- Required work:
Whenever the word "backpack" appears in a line of the listing, copy that line.

- Supplied information:
┌──
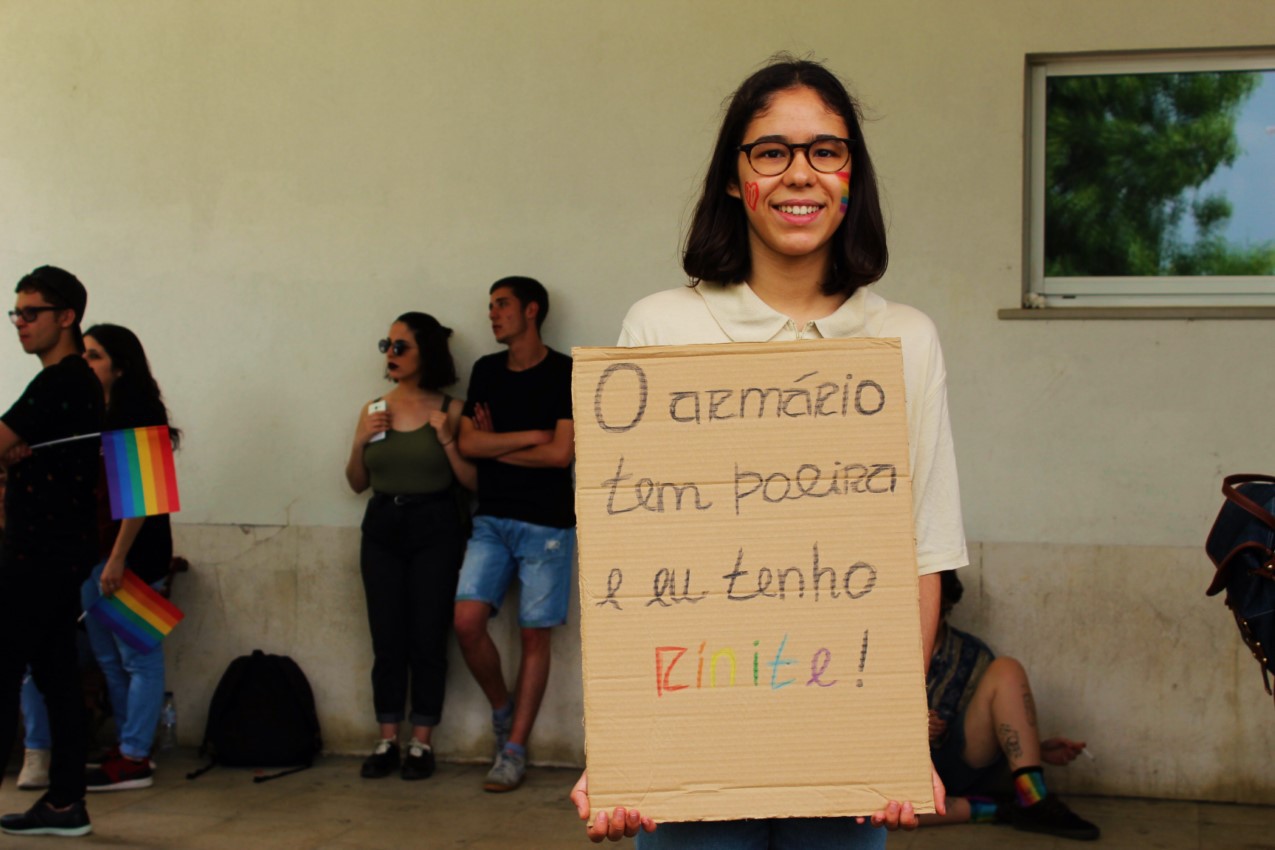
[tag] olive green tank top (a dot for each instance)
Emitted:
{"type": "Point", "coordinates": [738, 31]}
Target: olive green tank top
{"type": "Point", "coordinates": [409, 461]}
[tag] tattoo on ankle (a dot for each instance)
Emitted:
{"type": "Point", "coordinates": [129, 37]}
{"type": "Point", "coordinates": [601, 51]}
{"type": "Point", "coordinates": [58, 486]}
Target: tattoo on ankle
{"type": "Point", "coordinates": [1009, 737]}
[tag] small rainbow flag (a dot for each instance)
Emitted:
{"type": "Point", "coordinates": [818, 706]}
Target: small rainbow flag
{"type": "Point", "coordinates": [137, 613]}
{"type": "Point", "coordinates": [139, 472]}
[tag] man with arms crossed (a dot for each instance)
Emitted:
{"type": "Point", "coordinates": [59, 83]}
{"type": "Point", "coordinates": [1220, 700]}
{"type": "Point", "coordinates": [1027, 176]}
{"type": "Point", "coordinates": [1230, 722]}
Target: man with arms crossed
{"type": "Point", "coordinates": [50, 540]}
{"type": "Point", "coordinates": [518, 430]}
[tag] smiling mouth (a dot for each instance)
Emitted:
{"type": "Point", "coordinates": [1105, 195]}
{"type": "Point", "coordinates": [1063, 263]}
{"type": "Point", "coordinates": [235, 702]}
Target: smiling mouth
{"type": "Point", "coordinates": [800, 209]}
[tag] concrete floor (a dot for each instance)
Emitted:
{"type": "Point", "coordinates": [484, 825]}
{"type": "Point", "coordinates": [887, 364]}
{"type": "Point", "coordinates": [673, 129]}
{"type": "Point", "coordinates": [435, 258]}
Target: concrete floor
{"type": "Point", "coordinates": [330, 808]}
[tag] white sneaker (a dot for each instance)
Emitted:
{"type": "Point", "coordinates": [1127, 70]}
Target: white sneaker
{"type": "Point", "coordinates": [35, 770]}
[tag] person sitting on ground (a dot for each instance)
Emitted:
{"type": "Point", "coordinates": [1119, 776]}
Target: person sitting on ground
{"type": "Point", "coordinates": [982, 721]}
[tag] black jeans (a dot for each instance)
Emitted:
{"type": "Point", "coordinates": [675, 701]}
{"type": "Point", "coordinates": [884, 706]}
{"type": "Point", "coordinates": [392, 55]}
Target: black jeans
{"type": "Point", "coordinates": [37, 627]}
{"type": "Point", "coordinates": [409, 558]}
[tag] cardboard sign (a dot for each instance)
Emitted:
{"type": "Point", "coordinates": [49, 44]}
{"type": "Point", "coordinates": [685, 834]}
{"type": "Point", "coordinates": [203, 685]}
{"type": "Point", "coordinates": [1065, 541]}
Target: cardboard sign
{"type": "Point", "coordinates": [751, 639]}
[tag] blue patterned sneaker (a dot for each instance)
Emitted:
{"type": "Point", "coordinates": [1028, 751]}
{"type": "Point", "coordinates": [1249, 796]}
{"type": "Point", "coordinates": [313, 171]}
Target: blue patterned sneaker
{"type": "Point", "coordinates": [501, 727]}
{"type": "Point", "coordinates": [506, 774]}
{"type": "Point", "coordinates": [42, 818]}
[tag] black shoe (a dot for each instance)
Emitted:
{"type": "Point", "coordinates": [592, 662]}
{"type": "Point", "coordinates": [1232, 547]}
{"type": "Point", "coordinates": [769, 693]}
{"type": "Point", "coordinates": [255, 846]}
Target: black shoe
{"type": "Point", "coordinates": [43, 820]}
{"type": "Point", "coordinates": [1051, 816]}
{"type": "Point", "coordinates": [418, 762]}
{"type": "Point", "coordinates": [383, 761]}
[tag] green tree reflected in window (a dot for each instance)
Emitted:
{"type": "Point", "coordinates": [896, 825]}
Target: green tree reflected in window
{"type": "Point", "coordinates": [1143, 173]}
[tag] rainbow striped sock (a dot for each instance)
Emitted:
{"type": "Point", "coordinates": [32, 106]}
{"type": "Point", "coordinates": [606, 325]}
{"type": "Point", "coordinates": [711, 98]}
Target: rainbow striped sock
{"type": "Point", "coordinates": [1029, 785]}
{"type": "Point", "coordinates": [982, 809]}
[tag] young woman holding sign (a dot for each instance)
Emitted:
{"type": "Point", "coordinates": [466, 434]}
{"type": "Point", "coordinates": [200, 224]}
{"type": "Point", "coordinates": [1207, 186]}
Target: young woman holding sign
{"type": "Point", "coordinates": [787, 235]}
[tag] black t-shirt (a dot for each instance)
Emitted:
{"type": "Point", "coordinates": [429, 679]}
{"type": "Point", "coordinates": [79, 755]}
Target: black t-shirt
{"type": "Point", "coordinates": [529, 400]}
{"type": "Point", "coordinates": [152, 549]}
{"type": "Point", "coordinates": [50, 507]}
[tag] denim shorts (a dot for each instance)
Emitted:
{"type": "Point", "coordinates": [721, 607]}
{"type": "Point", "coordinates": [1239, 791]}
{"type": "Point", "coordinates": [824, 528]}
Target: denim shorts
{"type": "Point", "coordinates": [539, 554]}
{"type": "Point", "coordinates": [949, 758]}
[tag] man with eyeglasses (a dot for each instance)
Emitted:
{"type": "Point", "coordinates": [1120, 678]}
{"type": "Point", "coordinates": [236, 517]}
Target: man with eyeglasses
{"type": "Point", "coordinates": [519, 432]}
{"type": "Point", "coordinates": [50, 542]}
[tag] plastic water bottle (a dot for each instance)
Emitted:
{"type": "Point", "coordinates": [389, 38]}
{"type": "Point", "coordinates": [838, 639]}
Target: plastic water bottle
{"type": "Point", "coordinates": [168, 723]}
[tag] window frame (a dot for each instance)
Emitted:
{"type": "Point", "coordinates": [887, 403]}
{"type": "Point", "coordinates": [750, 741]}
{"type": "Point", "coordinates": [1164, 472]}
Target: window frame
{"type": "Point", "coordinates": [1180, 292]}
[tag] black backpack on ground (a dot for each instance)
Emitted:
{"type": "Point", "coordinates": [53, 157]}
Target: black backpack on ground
└──
┌──
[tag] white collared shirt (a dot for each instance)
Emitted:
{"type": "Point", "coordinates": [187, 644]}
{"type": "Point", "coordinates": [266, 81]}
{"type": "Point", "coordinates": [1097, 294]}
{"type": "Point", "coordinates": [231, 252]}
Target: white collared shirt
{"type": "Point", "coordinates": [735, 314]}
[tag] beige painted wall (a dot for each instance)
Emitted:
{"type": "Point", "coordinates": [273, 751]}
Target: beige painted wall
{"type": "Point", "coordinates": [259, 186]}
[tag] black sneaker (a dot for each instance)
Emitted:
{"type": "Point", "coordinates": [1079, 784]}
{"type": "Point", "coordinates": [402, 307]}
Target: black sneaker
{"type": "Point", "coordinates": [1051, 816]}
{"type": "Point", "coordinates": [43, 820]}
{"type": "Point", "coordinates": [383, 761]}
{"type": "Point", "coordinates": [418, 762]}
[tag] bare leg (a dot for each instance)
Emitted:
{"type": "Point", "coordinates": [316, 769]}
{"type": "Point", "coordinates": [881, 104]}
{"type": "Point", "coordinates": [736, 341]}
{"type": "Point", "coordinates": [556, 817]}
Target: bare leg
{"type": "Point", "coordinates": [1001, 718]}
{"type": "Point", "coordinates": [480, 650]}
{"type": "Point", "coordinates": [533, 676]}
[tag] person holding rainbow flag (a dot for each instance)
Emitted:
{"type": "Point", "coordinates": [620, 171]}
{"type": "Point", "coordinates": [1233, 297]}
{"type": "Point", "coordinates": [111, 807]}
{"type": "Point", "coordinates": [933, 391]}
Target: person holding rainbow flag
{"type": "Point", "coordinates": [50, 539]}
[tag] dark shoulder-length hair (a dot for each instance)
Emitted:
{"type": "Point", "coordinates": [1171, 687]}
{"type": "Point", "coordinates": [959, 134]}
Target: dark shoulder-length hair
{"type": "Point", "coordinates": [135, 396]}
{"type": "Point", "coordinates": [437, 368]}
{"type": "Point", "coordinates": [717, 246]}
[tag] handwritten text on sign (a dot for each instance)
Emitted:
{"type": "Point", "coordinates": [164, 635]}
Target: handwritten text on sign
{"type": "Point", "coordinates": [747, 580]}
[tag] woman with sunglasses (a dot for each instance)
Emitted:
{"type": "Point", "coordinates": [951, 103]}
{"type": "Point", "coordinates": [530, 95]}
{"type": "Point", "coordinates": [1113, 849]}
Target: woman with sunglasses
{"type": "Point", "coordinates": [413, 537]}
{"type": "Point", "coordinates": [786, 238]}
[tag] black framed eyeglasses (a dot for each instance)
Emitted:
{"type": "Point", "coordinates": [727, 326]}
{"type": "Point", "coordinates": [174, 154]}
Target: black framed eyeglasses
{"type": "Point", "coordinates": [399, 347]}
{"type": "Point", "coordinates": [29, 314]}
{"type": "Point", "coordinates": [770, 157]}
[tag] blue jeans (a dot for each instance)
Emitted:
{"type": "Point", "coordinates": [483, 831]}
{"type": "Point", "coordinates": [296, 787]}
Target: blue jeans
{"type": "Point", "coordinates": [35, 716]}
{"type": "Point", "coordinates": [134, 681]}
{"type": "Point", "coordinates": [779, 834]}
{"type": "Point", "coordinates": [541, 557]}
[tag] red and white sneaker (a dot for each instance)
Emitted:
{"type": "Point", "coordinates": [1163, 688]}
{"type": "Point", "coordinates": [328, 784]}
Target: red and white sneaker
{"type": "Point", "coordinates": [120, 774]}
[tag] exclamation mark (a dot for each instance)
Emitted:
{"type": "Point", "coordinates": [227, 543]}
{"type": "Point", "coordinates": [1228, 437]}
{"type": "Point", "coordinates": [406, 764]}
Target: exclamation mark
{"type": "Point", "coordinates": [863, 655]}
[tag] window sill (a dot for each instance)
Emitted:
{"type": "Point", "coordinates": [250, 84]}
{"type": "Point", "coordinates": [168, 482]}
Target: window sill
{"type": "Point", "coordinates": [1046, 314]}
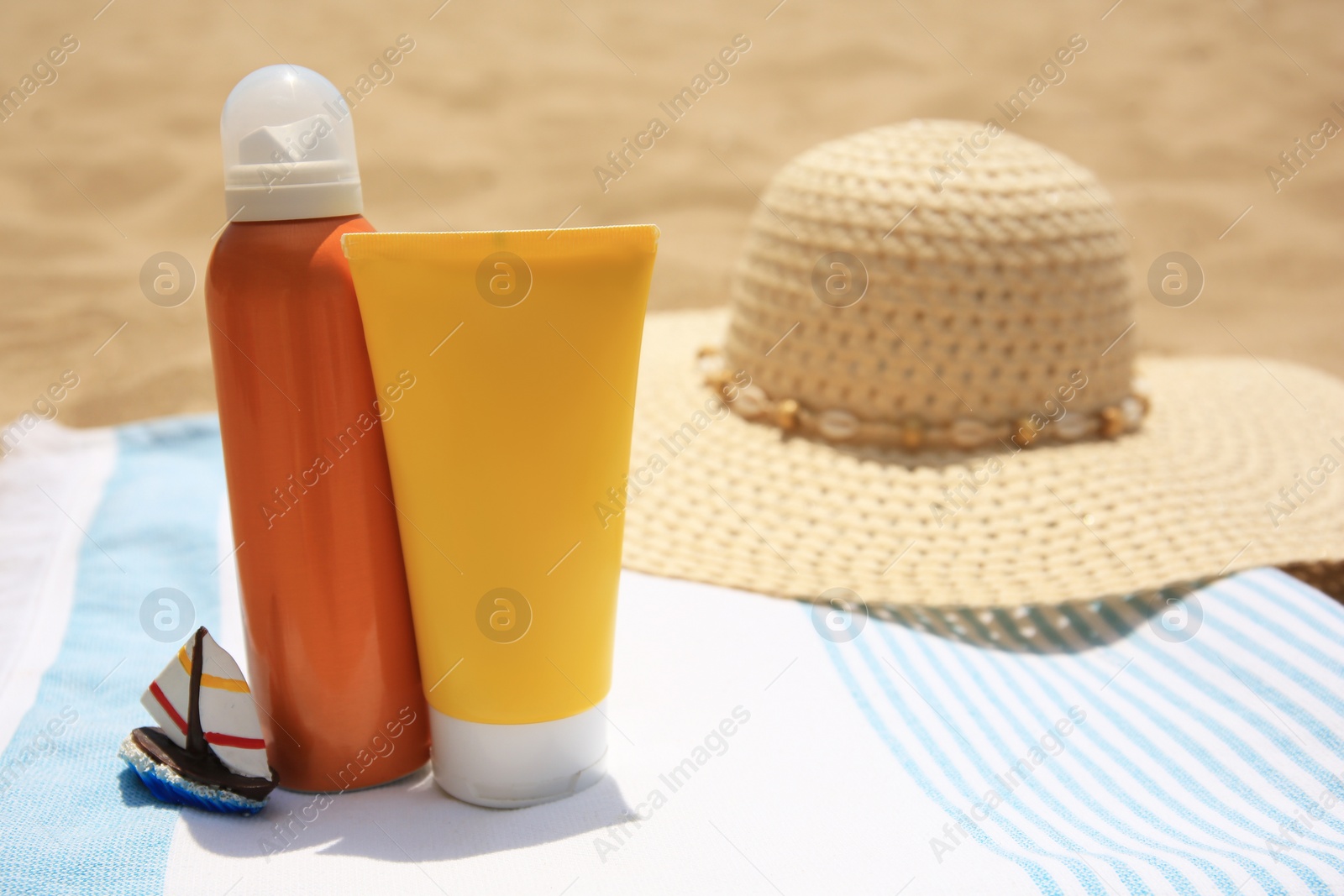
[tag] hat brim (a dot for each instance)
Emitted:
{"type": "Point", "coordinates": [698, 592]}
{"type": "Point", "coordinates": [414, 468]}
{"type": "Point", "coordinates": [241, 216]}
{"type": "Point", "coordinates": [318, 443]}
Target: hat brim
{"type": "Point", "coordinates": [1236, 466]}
└──
┌──
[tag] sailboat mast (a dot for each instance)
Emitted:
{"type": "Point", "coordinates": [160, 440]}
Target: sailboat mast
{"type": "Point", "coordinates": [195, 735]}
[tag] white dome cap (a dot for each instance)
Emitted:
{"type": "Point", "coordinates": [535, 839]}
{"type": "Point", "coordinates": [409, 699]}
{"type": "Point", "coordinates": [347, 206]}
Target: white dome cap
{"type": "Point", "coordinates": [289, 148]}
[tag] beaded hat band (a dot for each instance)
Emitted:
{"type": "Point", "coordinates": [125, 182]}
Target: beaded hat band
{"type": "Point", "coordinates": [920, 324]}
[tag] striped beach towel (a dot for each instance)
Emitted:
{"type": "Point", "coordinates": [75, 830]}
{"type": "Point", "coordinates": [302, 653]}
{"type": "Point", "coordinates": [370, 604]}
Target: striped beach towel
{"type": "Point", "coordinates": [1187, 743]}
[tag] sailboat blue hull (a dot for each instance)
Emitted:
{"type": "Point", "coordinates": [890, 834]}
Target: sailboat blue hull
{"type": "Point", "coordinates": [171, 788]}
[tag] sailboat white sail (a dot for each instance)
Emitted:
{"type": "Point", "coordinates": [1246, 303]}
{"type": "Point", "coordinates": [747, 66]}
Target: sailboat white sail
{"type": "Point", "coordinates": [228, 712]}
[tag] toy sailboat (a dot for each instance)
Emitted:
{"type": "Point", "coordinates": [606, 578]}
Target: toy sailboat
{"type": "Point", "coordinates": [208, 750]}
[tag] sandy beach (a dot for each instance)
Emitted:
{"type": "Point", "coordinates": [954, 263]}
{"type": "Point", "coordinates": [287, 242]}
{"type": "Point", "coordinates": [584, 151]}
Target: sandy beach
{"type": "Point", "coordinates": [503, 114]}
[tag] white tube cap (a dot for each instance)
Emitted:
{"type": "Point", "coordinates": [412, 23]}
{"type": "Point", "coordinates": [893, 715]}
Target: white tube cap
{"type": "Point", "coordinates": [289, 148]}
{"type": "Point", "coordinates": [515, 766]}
└──
- Response below:
[tag] black backpack on ground (a dot for each instance)
Target: black backpack on ground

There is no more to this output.